[[ TEXT SHOWN, beginning ]]

Theo: Ha ha!!! Yeah, nothing cool happens by accident. Don’t let the old masters fool you. They too found their way to some kind of plan eventually. It’s taken a lot of work. I always felt like if we were going to try to play a kind of music that was a celebration of the greats that came before us, we’d better get it pretty spot on or we’d just sound like a bunch of wankers that should have stared a cover band. We had to really live the part of a band that was thinking, creating, and playing in 1971. I wanted to have all vintage gear.  I wanted to give people a fucking show out of a time warp – no half-ass shit.

I knew from the beginning that what I wanted to be as a band would piss some people off. I knew some people wouldn’t take it seriously because it was derivative or not a “new” thing. But I also knew that if we could do it in a sincere way where it was obvious that we were fans of the greats celebrating the music we loved and grew up on, that it would reach the people that felt the way we do about that music. I just couldn’t see playing anything else. I try to listen to current music and some of it is cool. In the end, the combination of great songs and musicianship just forces me back to the stuff I grew up on. I’ve worn out all the same records everyone has and I started a band that might have the ability to make more of the music I wanted to listen to.

TBR:  Not to make any unfair assumptions or paint a picture of Orchid being some kind of a “retro” act, but obviously, you guys have an appreciation for the roots of Rock and Metal.  What attracts you – musically speaking or otherwise – to the 60’s and 70’s era of Rock?

Mark: Well, I like stuff from any era as long as it’s good. It’s really all about good songs. I think for me the eras you mention were still close to the genesis of Rock music. There was still a close connection to Blues, Jazz, and the other things which Rock was based on. The heavy bands of the late 60’s were still just overdriven Blues bands, sometimes with a Jazz influence as well. That has gotten so lost and twisted through the years that it’s not even really heard in most music these days, especially in heavy music or Heavy Metal of these times.

The heart and soul of Rock n’ Roll has been mostly lost. Of course there are many examples where what I’ve said is not true, I’m just speaking in general terms of the difference between eras. The 60’s and 70’s still had artists who wanted to write great songs that reached a lot of listeners. Black Sabbath wanted to sell as many records as they could, you know. My favorite records personally probably come from the early to late 70’s. Tastes and appreciations change throughout life though; I’m just at an age where I’m back to the things I grew up with.

Theo:  For me, it’s always been about three things:  Great songwriting, great musicianship, and a fucking band that wasn’t afraid to look like something that set them apart from the normal guy walking down the street.  The bands of the 60’s and 70’s got that. Hippies and rockers didn’t want to dress, act, or communicate like what they thought of as normal square society. They took pride in being “different”…that’s what being a musician was. I miss that in modern music. It seems like you’re either a total eyeliner wearing, side swept hair having joke or you dress like a bike messenger that hasn’t bathed in six months. It’s nice to see some bands like Electric Wizard and Graveyard that have an honest edge but still know what it means to look like a band. They look and sound like they belong together – a unified force. That’s a nice return to the days of the music that mattered to me.

[[ TEXT SHOWN, end ]]

### WHAT YOU WILL DO
1. Answer these questions from the interview with Orchid.
(a) Theo says the band had to live the part of a band thinking, creating and playing in what year?
(b) According to Mark, what were the heavy bands of the late 60's still?
(c) Which two bands does Theo name as having an honest edge while still knowing what it means to look like a band?
2. Write the next part of the interview with Orchid, picking up after Theo's last answer.

[[ DATA RECORDS, beginning ]]

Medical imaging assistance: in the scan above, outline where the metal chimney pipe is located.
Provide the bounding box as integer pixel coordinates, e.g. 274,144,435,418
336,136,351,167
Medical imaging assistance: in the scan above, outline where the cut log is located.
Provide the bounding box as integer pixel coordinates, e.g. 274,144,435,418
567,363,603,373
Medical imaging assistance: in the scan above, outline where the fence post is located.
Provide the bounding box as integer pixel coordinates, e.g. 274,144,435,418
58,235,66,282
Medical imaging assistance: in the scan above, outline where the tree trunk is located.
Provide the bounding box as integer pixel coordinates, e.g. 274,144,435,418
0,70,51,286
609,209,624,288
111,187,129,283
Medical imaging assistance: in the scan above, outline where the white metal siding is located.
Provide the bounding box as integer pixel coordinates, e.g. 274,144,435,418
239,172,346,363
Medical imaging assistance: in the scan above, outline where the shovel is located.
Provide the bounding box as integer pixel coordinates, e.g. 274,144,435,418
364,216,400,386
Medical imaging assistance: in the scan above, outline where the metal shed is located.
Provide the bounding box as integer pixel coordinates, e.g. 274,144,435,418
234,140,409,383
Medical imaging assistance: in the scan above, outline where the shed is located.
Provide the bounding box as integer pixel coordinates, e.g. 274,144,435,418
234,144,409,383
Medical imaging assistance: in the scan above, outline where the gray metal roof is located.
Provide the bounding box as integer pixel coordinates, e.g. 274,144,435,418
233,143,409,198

[[ DATA RECORDS, end ]]

### RESULTS OF THE EXERCISE
1.
(a) 1971
(b) Overdriven Blues bands, sometimes with a Jazz influence as well
(c) Electric Wizard and Graveyard

2.
I want to see people who can really sing not just grunt – who are able to show different sides of life in their playing, not just anger or aggression, but sorrow, love and confusion.  I want to remember a band’s music because it had different shades and colors. I want to have a song take me somewhere or make me feel something.  I want to feel like a little kid that is seeing someone who is a little special and different – someone that doesn’t just look like the guy who came and fixed my cable hookup yesterday.

Photo by Taylor Keahey

TBR:  For those who haven’t yet picked up the deluxe version of the album with the lyric sheet and everything, tell us a bit about some of the lyrical themes on the album.

Theo: I use different imagery to describe people, situations, history, conspiracy theory, or feelings…sometimes it’s about books or stories I’ve read. But I try to keep it about things that feel common to all people even if it’s fearful or paranoid. I’m a huge fan of old horror movies, Magick, and all things esoteric, but it can be dangerous ground to tread upon as far as song lyrics go…it can be pretty easy to get really silly really quickly if you sing about dungeons and dragons all the time. I definitely try to add equal parts feelings and life experience to the lyrics.

TBR:  To my ears, “Orchid” is a really well-recorded album.  What can you tell us about the recording sessions?  (Who was the producer?  Was it a quick session overall or did you guys take a long time?)

Mark: It wasn’t like recording an album all at once. We’d done some demos that we weren’t crazy about and one night at practice Theo said he’d run into an old friend of his from high school that did audio engineering now and had a studio and loved what we were doing and just wanted a chance to track one song with us and see how it sounded. If we liked it, we could keep working with him, if not, no big loss. That was in August of 2008 and that old friend was Will Storkson. The track we did was Cosmonaut of Three. It was our most recent thing that we’d written at the time. It worked out well. We ended up tracking 13 songs with Will over the course of 2 years’ time and those became the EP and the full length. Theo is basically the producer of Orchid’s sound, but Will has earned everyone’s trust and admiration and we’re never afraid to try anything he suggests as well as the other way around. Will has had much more influence on the next album, which we’re recording now. He’s really helped shape the songs up and help us make it all work.

TBR:  Let’s talk a bit about the production techniques and equipment used in recording “Orchid”.  Do you guys tend to use a lot of vintage gear or are you satisfied with using modern instruments and amps?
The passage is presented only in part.